- _Written exercise_
Copy down every line of the records below word for word, changing nothing.

- _Extracted information_

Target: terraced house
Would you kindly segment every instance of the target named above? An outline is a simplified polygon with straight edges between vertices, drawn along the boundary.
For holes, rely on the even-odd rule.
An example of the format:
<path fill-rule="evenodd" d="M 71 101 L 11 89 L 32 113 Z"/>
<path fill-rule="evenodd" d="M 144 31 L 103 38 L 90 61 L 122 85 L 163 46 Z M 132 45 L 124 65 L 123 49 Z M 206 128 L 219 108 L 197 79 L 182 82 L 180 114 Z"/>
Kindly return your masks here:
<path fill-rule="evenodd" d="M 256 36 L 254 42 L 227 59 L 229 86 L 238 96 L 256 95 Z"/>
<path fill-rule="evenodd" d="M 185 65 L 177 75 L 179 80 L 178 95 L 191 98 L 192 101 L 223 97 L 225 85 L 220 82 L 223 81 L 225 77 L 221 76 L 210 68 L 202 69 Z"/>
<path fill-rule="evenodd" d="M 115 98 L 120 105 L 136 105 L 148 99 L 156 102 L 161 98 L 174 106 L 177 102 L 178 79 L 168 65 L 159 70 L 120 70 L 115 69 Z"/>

- _Written response_
Target: terraced house
Would you kindly segment every instance of the target named above? An outline is a simplified polygon with straight edges between vertices, drawn along the boundary.
For holes, rely on the even-odd rule.
An example of the format:
<path fill-rule="evenodd" d="M 71 101 L 11 89 L 32 113 Z"/>
<path fill-rule="evenodd" d="M 144 31 L 103 38 L 90 61 L 122 85 L 163 46 Z M 132 45 L 124 65 L 123 49 Z M 206 128 L 219 108 L 197 79 L 182 82 L 180 114 Z"/>
Kindly return your masks here:
<path fill-rule="evenodd" d="M 256 36 L 254 42 L 227 59 L 229 86 L 238 96 L 256 95 Z"/>
<path fill-rule="evenodd" d="M 185 65 L 177 75 L 179 80 L 178 95 L 191 98 L 192 101 L 223 97 L 225 85 L 220 82 L 223 81 L 225 77 L 221 76 L 210 68 L 202 69 Z"/>
<path fill-rule="evenodd" d="M 115 98 L 120 105 L 136 105 L 148 99 L 156 102 L 161 98 L 174 106 L 177 102 L 178 79 L 168 65 L 159 70 L 120 70 L 115 69 Z"/>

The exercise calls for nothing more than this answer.